## Instructions to follow
Look for "Could you point out every instance of the bush" in the listing below, then copy exactly the line it appears in and all lines after it to the end, and nothing more.

________________________

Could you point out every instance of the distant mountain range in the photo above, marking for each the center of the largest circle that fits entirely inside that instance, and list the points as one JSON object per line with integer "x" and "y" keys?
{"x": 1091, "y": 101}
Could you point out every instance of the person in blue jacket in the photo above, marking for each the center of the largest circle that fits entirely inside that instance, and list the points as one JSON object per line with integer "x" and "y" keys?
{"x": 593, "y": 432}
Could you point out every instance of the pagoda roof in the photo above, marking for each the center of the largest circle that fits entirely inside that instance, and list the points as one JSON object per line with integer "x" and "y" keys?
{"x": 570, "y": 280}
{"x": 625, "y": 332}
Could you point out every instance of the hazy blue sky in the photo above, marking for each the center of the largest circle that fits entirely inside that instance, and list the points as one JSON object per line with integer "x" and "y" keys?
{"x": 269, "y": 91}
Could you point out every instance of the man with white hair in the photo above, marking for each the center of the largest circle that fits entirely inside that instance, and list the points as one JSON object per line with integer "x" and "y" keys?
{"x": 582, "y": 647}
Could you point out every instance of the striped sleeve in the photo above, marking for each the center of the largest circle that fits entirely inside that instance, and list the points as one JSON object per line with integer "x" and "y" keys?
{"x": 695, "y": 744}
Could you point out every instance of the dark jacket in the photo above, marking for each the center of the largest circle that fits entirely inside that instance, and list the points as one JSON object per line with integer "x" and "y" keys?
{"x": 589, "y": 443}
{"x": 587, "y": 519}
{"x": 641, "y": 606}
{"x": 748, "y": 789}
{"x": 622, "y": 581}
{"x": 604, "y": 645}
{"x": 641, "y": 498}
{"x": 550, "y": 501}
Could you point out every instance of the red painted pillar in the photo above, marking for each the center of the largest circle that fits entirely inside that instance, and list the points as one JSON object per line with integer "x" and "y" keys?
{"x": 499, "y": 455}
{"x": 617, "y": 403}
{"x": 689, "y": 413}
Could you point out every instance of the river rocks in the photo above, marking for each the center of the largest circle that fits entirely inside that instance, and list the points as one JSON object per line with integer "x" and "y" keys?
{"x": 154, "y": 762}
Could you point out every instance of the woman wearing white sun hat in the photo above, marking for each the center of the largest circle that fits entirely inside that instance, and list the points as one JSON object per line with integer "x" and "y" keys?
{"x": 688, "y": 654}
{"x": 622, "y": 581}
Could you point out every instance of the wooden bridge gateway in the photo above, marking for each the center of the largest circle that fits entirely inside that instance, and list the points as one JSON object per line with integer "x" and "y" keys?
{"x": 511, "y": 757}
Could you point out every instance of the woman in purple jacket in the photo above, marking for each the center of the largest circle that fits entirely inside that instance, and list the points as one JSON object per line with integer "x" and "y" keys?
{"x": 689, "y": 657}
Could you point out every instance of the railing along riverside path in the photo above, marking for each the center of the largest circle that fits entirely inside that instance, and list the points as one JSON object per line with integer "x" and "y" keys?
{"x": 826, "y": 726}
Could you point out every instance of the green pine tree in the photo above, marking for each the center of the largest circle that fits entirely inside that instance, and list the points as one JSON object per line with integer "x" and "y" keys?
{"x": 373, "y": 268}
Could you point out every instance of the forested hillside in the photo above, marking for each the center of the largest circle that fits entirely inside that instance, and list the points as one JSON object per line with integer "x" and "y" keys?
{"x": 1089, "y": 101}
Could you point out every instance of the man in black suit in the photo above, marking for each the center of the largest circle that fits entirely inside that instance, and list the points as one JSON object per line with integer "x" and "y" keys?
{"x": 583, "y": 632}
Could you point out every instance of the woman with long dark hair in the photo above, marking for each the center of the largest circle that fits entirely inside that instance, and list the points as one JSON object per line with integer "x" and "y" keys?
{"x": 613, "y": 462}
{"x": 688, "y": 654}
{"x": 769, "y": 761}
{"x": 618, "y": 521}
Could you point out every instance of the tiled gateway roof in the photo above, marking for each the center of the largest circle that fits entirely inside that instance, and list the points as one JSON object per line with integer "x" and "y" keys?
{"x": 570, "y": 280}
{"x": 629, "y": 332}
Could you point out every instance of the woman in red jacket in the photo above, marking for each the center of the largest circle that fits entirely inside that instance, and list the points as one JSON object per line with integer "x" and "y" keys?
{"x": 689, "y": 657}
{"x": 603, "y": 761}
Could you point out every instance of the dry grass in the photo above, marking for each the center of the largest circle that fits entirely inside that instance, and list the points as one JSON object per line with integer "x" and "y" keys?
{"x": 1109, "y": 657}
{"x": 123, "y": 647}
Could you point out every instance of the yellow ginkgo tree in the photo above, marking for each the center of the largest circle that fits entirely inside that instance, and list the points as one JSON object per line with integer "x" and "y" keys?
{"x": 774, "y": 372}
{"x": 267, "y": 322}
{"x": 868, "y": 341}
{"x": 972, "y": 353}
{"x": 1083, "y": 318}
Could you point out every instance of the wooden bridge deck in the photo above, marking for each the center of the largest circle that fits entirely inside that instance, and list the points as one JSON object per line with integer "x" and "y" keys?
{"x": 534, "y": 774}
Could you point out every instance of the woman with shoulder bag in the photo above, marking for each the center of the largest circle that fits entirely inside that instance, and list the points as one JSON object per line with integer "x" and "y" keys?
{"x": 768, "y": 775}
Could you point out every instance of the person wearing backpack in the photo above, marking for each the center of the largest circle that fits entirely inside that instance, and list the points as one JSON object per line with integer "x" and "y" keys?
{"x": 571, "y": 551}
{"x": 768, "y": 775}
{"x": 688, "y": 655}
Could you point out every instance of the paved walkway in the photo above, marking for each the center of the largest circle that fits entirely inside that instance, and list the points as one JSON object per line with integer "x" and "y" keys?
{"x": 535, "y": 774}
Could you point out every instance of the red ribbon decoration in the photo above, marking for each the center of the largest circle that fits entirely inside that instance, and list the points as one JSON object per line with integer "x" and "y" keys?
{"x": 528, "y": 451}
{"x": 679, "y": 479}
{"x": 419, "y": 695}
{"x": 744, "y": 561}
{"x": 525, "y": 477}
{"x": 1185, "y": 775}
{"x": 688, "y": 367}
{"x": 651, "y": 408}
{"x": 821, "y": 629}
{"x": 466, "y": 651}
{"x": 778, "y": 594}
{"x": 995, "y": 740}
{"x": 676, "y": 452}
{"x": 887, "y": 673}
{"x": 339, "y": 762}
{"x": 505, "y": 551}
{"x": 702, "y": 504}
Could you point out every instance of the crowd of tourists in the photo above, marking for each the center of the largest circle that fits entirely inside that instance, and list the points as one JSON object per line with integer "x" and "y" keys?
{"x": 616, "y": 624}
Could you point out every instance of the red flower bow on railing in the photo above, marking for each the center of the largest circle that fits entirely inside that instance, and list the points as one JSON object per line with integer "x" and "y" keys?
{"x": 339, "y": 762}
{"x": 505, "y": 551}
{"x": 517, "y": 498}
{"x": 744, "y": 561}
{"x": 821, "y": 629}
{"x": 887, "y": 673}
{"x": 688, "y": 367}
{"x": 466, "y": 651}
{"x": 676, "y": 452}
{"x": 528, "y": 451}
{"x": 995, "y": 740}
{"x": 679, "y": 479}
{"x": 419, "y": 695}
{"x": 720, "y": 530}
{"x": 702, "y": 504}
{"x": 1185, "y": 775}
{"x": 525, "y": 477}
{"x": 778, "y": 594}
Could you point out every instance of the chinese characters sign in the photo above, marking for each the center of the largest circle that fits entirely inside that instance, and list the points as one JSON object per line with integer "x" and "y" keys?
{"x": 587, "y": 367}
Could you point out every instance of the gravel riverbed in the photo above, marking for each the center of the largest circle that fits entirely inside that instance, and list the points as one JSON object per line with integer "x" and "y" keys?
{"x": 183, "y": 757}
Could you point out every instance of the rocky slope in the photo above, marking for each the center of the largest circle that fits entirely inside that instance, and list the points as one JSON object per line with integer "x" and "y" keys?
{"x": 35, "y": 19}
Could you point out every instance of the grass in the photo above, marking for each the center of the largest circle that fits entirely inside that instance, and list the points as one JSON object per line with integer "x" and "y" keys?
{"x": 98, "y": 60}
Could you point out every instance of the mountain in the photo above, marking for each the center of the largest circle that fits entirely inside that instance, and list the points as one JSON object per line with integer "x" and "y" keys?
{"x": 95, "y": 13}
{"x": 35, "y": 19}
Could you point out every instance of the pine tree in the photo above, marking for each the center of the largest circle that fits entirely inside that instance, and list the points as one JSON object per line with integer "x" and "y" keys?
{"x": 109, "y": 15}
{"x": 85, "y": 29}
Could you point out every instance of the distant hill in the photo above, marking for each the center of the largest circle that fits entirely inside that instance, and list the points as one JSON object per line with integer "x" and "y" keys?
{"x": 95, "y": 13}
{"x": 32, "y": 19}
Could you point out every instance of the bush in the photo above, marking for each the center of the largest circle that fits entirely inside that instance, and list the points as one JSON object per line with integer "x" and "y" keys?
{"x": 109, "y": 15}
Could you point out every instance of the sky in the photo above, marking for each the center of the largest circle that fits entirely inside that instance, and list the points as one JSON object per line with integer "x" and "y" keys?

________________________

## Exercise solution
Could you point out every instance of the bush in the photo above, marking for each the center of the largest circle that fits entirely inside that instance, and list the points as one JSON object per line with integer "x" and "y" keys?
{"x": 109, "y": 15}
Could you point out every instance of the sky in the photo above, marking for each the center of the largest circle that fits entirely inside that instance, and list the points as one JSON object per line with integer "x" and "y" keys?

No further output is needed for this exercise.